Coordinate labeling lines

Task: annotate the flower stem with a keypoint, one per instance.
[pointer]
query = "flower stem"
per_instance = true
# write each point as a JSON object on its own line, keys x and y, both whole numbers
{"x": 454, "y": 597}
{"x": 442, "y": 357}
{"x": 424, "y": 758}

What is required.
Write out the lines above, copying every character as it stands.

Exercise result.
Task: annotate the flower stem with a keypoint, one per instance.
[pointer]
query = "flower stem"
per_instance = true
# write each point as a JSON object on its own line, keys x and y, both whole numbers
{"x": 454, "y": 597}
{"x": 442, "y": 357}
{"x": 424, "y": 758}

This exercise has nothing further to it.